## What to produce
Return every line in the entries below that contains the word "weathered", treating uppercase and lowercase letters as different.
— START Dataset rows —
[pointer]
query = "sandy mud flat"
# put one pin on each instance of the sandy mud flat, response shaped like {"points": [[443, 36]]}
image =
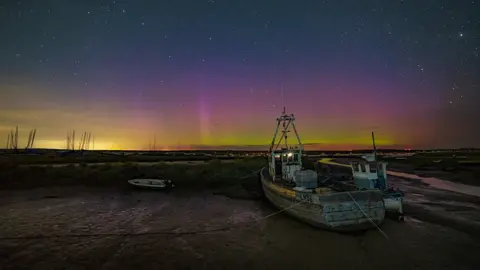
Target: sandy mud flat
{"points": [[92, 228]]}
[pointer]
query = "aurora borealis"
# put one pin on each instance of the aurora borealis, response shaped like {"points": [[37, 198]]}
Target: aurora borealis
{"points": [[208, 73]]}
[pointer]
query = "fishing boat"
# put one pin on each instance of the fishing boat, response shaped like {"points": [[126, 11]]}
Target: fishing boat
{"points": [[297, 191]]}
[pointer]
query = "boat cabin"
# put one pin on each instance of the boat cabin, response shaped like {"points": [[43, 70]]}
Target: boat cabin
{"points": [[369, 174], [284, 163]]}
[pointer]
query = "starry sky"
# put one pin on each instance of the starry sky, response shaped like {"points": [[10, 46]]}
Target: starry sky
{"points": [[210, 73]]}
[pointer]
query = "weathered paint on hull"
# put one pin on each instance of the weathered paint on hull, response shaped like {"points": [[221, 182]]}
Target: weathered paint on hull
{"points": [[336, 211]]}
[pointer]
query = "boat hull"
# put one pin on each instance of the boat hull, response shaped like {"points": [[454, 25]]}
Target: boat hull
{"points": [[337, 211]]}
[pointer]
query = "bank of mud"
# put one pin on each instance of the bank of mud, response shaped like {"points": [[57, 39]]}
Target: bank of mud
{"points": [[92, 228]]}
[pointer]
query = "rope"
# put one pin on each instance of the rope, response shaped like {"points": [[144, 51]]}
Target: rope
{"points": [[226, 228]]}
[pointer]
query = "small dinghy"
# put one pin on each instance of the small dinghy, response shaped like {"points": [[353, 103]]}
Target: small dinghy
{"points": [[151, 183]]}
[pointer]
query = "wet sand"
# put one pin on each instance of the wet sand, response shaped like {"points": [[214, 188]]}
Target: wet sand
{"points": [[91, 228]]}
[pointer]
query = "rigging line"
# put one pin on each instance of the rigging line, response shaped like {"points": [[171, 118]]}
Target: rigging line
{"points": [[226, 228], [376, 226]]}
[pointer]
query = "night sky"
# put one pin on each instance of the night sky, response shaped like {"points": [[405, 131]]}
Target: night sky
{"points": [[209, 73]]}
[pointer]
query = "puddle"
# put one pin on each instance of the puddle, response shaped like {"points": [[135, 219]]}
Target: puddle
{"points": [[432, 181], [441, 184]]}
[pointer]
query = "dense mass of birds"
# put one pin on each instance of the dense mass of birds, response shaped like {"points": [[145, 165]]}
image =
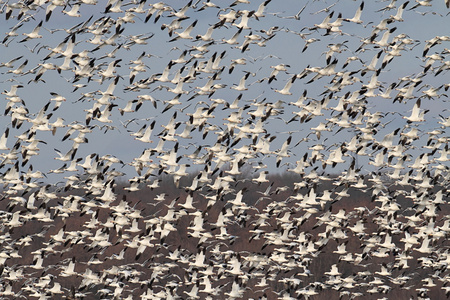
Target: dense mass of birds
{"points": [[142, 142]]}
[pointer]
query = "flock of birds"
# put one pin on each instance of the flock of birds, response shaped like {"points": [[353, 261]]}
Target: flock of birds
{"points": [[224, 150]]}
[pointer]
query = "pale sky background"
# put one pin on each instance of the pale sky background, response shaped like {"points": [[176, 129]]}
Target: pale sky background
{"points": [[286, 47]]}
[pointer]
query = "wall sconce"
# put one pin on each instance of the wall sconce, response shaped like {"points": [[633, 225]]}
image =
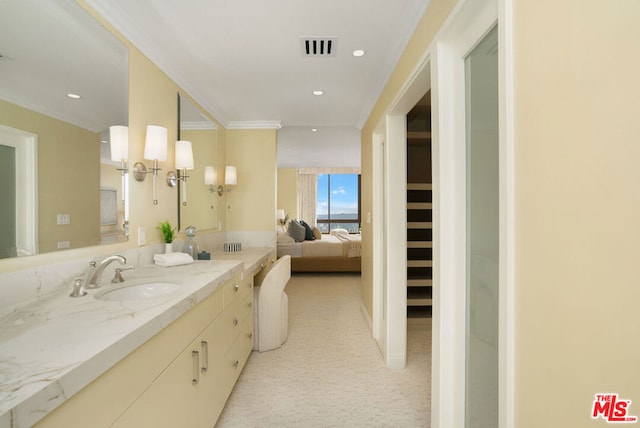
— END Dataset rows —
## Result of the exercise
query = "weathered paint on hull"
# put one pin on each instance of the weathered paint on hull, response shaped like {"points": [[221, 182]]}
Target: weathered paint on hull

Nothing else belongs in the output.